> EXERCISE BRIEF:
The answer is to be an exact copy of the lines below running from the line with "Query: player arm extended" down to the line with "Query: white football helmet", both ends included, and nothing more.

----- EXERCISE INPUTS

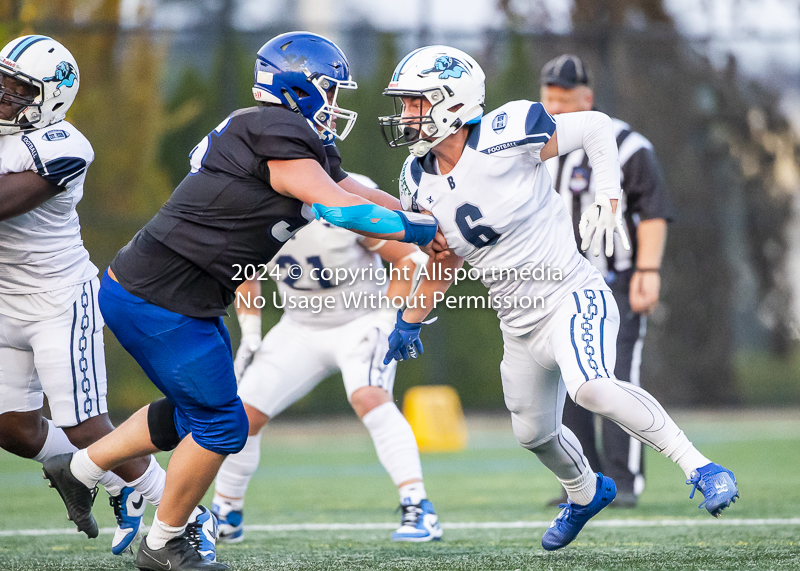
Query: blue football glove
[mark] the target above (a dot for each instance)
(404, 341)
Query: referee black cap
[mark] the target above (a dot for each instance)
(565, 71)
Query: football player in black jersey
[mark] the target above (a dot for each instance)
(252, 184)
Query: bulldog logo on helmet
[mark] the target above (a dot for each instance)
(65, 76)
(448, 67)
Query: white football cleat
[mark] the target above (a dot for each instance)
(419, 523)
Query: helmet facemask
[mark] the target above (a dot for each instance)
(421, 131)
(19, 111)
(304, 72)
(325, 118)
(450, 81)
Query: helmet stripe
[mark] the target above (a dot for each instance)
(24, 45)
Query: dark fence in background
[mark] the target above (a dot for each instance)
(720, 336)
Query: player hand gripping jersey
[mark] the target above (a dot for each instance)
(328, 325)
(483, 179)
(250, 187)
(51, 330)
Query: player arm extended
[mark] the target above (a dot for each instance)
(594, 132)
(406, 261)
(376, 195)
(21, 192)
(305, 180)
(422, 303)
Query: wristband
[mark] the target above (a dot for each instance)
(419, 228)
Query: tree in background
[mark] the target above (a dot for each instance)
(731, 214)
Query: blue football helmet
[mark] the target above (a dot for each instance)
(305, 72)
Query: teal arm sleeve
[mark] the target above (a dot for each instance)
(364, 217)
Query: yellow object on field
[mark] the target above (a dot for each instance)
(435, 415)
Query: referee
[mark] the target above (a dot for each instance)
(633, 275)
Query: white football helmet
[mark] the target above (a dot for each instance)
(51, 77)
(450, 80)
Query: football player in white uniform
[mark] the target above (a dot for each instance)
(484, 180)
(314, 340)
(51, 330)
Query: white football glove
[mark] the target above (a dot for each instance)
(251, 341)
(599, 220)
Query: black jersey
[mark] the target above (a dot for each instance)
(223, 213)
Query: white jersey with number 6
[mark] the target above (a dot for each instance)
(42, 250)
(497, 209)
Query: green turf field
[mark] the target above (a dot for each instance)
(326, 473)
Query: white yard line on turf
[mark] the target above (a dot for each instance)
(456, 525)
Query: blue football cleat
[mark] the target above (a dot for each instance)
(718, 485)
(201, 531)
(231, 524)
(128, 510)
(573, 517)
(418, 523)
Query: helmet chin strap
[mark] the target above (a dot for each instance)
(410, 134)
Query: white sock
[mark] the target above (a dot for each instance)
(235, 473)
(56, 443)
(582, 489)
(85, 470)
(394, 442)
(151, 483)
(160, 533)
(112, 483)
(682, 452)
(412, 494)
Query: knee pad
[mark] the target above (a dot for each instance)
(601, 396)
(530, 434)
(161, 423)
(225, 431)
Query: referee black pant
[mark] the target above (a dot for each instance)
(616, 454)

----------
----- EXERCISE INPUTS

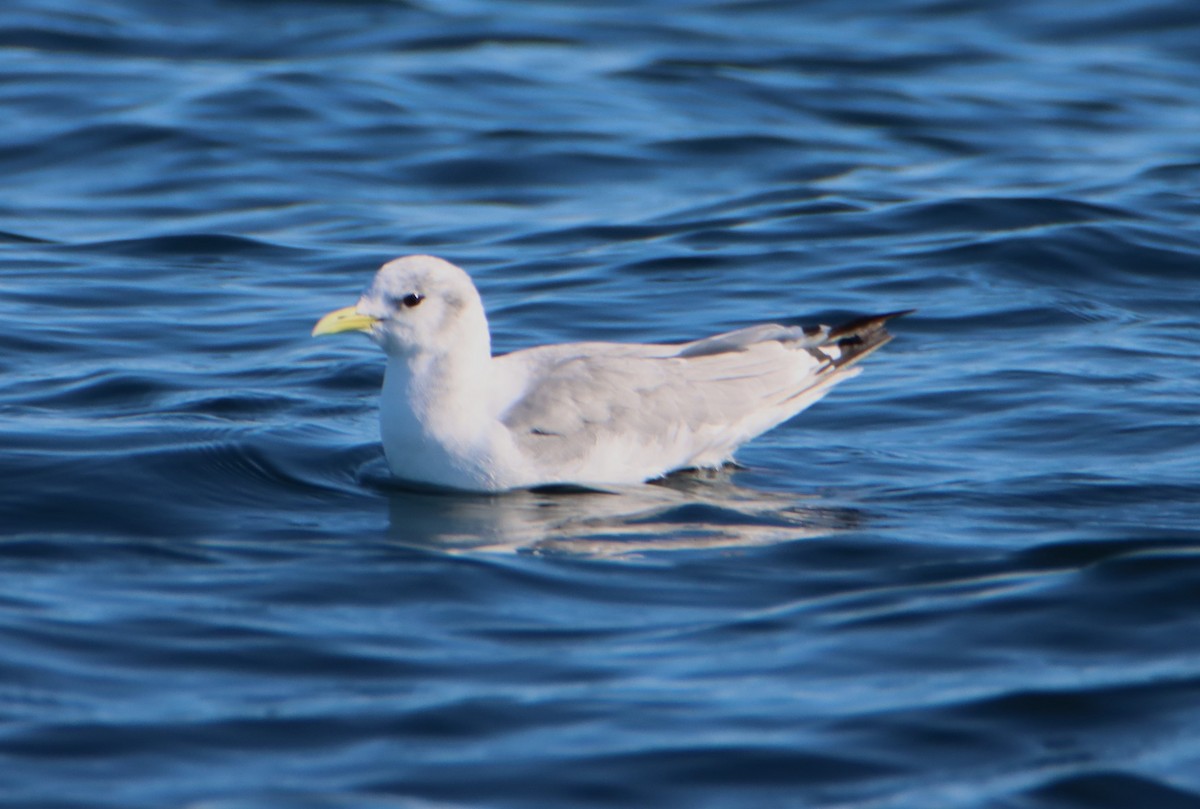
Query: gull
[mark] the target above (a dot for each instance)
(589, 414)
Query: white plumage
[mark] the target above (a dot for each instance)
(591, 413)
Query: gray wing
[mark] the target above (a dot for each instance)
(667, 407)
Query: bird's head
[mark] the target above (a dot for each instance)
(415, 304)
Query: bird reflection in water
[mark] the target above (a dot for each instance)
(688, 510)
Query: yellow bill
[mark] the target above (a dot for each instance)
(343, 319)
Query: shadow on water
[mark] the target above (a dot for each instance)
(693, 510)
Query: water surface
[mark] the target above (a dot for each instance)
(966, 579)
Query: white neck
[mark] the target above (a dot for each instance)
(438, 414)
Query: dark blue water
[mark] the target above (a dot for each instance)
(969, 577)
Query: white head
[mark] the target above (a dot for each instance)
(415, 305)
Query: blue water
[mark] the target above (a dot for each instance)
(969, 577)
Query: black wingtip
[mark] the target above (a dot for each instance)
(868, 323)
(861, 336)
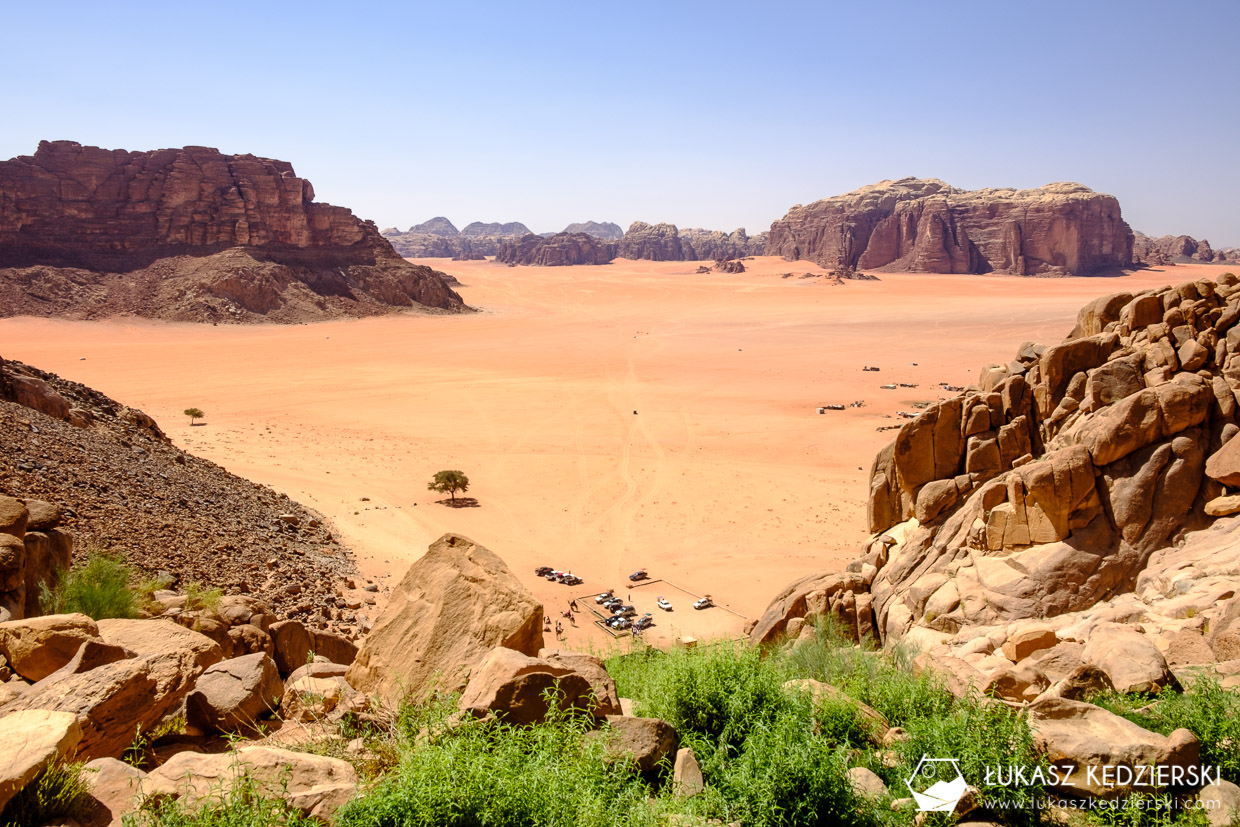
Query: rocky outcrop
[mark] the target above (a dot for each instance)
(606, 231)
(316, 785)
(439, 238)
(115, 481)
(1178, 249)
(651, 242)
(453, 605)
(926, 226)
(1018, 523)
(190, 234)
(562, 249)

----------

> TASK RESULT:
Query: player arm extended
[mark] the target above (a dot for each instance)
(594, 132)
(406, 261)
(376, 195)
(21, 192)
(305, 180)
(422, 303)
Query: wristband
[mark] the target above (a dot for each instance)
(419, 228)
Query: tree in background
[mark] the target above (a dot for each instance)
(731, 214)
Query: blue football helmet
[mark] the target above (a dot for each instance)
(305, 72)
Query: teal arm sleeve
[mark] the target above (a dot for each instance)
(364, 217)
Query: yellow object on field
[mark] the target above (a dot for each instance)
(435, 415)
Query: referee
[mark] the target above (a dot for each instance)
(633, 275)
Query: white football helmet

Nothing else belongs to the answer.